## [SET PROBLEM]
Recast the records below as a Markdown table with the columns "Row" and "Text", giving each line a row number and omitting blank lines. Begin with the first line of the records and end after the line that contains "65], [31, 65]]".
#### THE INPUT
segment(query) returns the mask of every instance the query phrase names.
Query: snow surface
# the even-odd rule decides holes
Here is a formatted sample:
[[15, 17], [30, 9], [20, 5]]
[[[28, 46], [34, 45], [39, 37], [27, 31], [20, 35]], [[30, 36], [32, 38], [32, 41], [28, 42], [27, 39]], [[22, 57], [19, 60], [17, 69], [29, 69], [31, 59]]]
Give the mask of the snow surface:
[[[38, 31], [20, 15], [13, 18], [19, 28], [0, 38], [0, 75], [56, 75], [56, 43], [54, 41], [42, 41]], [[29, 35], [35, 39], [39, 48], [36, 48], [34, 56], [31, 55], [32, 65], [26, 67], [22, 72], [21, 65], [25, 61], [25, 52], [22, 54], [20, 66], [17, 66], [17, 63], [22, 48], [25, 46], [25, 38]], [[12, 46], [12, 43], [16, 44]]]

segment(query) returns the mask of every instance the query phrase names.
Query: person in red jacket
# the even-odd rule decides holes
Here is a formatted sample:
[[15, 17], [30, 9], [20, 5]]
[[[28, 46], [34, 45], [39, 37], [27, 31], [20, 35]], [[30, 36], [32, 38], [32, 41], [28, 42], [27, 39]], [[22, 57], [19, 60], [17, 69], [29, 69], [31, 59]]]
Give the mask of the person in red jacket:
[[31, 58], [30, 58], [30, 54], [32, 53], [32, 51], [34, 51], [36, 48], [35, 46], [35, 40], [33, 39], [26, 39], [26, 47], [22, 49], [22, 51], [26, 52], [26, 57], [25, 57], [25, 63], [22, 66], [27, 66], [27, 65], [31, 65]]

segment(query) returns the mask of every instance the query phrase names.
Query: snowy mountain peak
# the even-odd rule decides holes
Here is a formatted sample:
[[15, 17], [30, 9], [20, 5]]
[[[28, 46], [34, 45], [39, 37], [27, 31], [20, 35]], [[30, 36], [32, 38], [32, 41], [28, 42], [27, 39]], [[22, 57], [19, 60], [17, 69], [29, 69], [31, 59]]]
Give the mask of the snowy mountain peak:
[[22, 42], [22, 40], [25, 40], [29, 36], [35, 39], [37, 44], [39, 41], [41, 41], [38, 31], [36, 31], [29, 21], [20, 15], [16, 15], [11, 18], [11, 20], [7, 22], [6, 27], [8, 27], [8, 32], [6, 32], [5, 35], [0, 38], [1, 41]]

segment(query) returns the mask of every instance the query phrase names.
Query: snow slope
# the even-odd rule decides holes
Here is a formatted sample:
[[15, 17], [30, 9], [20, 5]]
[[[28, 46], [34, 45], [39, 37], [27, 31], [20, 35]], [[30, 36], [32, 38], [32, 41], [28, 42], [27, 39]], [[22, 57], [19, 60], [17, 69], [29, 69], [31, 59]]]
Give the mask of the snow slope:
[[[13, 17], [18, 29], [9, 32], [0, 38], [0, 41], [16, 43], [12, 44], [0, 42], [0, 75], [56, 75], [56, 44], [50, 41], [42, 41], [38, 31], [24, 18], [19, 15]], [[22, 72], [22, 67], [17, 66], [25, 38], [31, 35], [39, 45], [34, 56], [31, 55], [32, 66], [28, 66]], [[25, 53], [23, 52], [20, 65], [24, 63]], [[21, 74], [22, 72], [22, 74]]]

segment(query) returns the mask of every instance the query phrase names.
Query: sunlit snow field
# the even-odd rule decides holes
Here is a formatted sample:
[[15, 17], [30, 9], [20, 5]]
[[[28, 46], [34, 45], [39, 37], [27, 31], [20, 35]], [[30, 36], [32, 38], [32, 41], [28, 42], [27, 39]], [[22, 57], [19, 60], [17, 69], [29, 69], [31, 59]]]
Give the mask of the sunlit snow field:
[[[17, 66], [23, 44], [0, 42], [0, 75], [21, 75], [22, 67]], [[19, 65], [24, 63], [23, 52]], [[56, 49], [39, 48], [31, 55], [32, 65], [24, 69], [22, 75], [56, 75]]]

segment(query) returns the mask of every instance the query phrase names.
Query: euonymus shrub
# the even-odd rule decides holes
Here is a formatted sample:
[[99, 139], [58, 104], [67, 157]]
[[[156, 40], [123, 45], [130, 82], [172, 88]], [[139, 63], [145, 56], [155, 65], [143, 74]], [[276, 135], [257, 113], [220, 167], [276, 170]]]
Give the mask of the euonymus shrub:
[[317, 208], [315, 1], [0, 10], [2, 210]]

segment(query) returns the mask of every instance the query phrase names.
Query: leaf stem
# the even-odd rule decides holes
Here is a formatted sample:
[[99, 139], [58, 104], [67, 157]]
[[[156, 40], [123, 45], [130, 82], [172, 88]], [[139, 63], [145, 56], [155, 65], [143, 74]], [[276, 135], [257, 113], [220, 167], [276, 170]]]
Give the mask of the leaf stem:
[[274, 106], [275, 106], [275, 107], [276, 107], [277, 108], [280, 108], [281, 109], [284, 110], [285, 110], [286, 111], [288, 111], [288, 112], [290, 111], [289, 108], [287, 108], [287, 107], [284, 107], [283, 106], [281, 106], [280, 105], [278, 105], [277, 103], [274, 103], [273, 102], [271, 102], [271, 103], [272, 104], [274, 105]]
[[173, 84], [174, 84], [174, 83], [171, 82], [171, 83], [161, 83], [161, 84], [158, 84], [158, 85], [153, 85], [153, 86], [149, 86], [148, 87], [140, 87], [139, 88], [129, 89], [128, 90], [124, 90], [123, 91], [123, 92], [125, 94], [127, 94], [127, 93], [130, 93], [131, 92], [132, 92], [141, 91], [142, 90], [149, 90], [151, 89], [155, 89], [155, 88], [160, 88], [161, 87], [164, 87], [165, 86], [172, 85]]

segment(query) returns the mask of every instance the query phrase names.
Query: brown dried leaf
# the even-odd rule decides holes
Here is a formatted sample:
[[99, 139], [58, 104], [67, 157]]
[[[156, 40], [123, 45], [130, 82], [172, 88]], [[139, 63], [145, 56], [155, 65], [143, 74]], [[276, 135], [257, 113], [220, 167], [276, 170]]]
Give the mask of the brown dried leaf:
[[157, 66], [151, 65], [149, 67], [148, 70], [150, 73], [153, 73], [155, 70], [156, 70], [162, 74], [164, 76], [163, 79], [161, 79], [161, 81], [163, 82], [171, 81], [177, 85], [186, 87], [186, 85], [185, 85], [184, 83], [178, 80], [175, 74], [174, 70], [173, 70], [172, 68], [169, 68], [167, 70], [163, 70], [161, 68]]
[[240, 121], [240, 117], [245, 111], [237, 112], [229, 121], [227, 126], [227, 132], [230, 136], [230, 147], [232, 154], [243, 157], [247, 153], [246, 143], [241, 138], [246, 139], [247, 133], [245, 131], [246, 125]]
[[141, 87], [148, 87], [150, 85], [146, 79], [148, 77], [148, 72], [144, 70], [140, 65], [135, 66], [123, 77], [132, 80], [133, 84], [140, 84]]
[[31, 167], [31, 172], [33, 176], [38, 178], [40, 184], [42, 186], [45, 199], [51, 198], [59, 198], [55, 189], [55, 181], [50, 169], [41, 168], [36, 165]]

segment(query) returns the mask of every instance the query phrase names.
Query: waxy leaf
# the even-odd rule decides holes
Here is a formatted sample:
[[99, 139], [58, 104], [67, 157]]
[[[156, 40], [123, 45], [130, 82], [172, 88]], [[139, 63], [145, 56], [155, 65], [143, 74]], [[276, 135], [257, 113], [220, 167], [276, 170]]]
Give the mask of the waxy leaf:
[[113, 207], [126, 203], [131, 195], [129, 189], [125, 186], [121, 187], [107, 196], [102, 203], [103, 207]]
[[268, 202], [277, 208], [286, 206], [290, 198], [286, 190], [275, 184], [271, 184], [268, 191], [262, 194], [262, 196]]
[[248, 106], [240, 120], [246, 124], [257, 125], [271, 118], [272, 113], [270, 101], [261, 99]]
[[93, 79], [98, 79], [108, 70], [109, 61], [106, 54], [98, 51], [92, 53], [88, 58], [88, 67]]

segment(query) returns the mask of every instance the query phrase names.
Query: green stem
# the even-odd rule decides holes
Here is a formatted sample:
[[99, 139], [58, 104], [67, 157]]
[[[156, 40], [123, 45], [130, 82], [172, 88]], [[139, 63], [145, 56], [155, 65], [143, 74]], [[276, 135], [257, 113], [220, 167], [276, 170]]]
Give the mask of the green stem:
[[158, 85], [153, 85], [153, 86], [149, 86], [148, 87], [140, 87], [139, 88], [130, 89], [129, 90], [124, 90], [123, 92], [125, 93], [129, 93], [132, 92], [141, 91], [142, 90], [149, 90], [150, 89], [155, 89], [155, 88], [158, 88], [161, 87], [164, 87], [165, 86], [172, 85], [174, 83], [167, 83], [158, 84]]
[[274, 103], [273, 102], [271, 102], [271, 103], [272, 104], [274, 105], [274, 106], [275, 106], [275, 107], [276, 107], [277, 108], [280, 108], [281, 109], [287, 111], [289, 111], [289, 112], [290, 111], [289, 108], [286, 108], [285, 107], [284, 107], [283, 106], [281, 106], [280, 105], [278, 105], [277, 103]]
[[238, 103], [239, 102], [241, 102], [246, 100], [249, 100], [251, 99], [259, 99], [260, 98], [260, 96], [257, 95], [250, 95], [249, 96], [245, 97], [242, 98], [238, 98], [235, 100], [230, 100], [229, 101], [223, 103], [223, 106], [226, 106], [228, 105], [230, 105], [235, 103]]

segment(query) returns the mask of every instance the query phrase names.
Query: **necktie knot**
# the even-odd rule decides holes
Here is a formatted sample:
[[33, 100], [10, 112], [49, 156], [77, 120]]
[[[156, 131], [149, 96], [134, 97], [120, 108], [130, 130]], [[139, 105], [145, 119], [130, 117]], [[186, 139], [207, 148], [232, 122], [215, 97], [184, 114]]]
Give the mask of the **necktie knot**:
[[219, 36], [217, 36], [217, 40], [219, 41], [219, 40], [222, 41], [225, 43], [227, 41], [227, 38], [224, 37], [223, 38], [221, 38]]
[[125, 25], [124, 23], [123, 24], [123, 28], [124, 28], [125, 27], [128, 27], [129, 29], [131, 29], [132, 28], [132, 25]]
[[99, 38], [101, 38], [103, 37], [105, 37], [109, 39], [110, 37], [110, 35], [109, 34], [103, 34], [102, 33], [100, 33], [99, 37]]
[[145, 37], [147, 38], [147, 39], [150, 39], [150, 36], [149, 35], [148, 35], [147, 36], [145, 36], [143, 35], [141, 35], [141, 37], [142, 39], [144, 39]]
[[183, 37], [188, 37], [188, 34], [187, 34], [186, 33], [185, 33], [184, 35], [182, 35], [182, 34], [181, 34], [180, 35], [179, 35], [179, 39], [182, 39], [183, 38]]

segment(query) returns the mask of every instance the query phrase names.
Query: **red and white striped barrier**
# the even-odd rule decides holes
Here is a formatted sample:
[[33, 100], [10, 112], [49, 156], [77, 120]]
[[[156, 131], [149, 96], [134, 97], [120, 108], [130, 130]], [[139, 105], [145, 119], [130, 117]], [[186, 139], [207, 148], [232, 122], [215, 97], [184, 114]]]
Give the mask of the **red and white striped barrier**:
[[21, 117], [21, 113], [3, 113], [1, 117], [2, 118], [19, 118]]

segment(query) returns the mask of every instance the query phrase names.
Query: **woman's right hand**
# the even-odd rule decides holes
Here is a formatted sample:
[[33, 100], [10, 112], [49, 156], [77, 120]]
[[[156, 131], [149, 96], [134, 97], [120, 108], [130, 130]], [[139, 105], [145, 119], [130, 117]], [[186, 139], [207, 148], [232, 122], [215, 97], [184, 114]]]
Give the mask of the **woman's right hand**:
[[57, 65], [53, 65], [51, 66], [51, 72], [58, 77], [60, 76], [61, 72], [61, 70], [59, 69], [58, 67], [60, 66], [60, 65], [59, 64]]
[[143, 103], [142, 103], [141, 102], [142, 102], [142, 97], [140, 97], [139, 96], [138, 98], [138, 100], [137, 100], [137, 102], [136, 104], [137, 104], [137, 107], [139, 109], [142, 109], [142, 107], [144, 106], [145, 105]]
########
## [FINAL RESULT]
| Row | Text |
|---|---|
| 1 | segment(query) returns the mask of every instance the query phrase names. |
| 2 | Query: snow surface |
| 3 | # the even-odd rule decides holes |
| 4 | Here is a formatted sample: |
| 5 | [[15, 17], [30, 9], [20, 5]] |
| 6 | [[[28, 46], [34, 45], [39, 37], [27, 31], [20, 35]], [[30, 36], [32, 38], [32, 41], [28, 42], [27, 39]], [[22, 57], [19, 60], [17, 69], [29, 69], [31, 59]]] |
| 7 | Give the mask of the snow surface: |
| 8 | [[[38, 31], [20, 15], [13, 18], [19, 28], [0, 38], [0, 75], [56, 75], [56, 43], [54, 41], [42, 41]], [[29, 35], [35, 39], [39, 48], [36, 48], [34, 56], [31, 55], [32, 65], [26, 67], [22, 72], [21, 65], [25, 61], [25, 52], [22, 54], [20, 66], [17, 66], [17, 63], [22, 48], [25, 46], [25, 38]], [[12, 46], [12, 43], [16, 44]]] |
| 9 | segment(query) returns the mask of every instance the query phrase names. |
| 10 | Query: person in red jacket |
| 11 | # the even-odd rule decides holes |
| 12 | Here is a formatted sample: |
| 13 | [[15, 17], [30, 9], [20, 5]] |
| 14 | [[[28, 46], [34, 45], [39, 37], [27, 31], [20, 35]], [[30, 36], [32, 38], [32, 41], [28, 42], [27, 39]], [[22, 57], [19, 60], [17, 69], [29, 69], [31, 59]]] |
| 15 | Give the mask of the person in red jacket: |
| 16 | [[31, 58], [30, 58], [30, 54], [32, 53], [32, 51], [34, 51], [36, 48], [35, 46], [35, 40], [33, 39], [26, 39], [26, 47], [22, 49], [22, 51], [26, 52], [26, 57], [25, 57], [25, 63], [22, 66], [27, 66], [27, 65], [31, 65]] |